▶ EXTRACT TO READ
+ + + + + + +
Supported maximum speeds are the ones of the eMMC standard 4.41 as well
as the speed of SD standard 4.0. Only 3.3 Volt is supported.
Required properties:
- compatible : should be one of:
cavium,octeon-6130-mmc
cavium,octeon-7890-mmc
cavium,thunder-8190-mmc
cavium,thunder-8390-mmc
mmc-slot
- reg : mmc controller base registers
- clocks : phandle
Optional properties:
- for cd, bus-width, vmmc-supply, vqmmc-supply, and additional generic
mmc parameters please refer to mmc.txt within this directory
- cavium,cmd-clk-skew : number of coprocessor clocks before sampling command
- cavium,dat-clk-skew : number of coprocessor clocks before sampling data
Deprecated properties:
- spi-max-frequency : use max-frequency instead
- cavium,bus-max-width : use bus-width instead
- power-gpios : use vmmc-supply instead
- cavium,octeon-6130-mmc-slot : use mmc-slot instead
GPIO control via vmmc-supply & vqmmc-supply:
Two types of regulator object can be specified as mmc properties,
typically regulator-fixed controlled by GPIO pins.
Octeon/OcteonTX chips commonly use GPIO8 as an MMC-reset pin.
In systems which may boot from MMC, it starts as input, and is gently
pulled up/down by board logic to indicate the active sense of the
signal. Chip reset then drives the signal in the opposite direction
to effect a reset of target devices.
+ + + + + + +
▶ DATA EXCERPTS
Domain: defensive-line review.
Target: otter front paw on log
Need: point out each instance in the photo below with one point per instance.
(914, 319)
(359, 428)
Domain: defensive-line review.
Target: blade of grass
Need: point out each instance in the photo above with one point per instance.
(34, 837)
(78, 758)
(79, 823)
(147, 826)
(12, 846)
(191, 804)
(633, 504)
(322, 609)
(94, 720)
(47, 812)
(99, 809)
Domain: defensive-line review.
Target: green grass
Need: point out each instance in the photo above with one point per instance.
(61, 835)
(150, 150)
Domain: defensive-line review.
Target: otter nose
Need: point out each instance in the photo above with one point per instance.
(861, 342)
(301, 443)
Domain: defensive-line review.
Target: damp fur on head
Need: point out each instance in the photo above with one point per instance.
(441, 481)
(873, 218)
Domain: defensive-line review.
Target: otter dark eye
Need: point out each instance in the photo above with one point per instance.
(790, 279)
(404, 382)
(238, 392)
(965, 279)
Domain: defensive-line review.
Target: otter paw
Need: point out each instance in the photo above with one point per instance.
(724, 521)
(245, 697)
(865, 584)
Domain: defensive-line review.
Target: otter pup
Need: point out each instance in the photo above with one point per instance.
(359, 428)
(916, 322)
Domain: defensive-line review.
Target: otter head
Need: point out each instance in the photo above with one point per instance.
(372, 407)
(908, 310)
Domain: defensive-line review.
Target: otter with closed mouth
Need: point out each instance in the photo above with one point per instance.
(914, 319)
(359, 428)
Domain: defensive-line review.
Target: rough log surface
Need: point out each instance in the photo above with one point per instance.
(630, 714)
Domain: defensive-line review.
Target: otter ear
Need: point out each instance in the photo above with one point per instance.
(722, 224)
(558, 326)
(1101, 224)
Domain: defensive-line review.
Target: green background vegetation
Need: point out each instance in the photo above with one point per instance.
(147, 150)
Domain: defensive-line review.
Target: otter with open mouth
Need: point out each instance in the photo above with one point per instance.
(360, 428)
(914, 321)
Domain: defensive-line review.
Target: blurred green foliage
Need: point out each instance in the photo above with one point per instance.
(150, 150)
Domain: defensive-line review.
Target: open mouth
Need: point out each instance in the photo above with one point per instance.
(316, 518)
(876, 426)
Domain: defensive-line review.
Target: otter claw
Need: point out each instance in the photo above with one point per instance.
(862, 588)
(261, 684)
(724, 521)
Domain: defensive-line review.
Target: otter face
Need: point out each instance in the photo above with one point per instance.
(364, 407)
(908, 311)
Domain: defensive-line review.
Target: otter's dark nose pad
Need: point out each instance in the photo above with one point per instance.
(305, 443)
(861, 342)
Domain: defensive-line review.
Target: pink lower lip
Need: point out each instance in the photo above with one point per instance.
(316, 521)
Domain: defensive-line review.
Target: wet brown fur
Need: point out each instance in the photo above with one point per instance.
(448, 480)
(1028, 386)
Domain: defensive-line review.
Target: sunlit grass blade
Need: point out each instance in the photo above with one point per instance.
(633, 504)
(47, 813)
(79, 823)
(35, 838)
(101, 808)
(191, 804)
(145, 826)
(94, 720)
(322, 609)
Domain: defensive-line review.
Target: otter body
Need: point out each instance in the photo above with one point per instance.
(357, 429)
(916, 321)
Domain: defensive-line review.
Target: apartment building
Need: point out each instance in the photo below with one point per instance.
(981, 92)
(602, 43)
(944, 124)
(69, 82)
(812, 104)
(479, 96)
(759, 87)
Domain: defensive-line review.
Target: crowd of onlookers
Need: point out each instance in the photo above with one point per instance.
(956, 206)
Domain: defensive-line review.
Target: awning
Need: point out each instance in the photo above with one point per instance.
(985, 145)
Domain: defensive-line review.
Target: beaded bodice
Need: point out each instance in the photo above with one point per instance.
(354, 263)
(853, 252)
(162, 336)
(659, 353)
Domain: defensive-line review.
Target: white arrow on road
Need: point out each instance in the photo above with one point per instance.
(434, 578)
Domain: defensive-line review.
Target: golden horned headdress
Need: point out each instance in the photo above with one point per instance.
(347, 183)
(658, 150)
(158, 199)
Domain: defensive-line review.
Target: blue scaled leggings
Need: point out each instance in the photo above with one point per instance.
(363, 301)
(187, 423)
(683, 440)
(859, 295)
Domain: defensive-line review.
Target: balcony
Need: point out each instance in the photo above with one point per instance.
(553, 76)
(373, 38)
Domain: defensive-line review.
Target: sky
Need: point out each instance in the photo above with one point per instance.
+ + + + + + +
▶ WHAT IS ASKED
Can you quote the MMC controller text verbatim, starting with "In systems which" and going on through "of target devices."?

▶ SOLUTION TO THE EXERCISE
In systems which may boot from MMC, it starts as input, and is gently
pulled up/down by board logic to indicate the active sense of the
signal. Chip reset then drives the signal in the opposite direction
to effect a reset of target devices.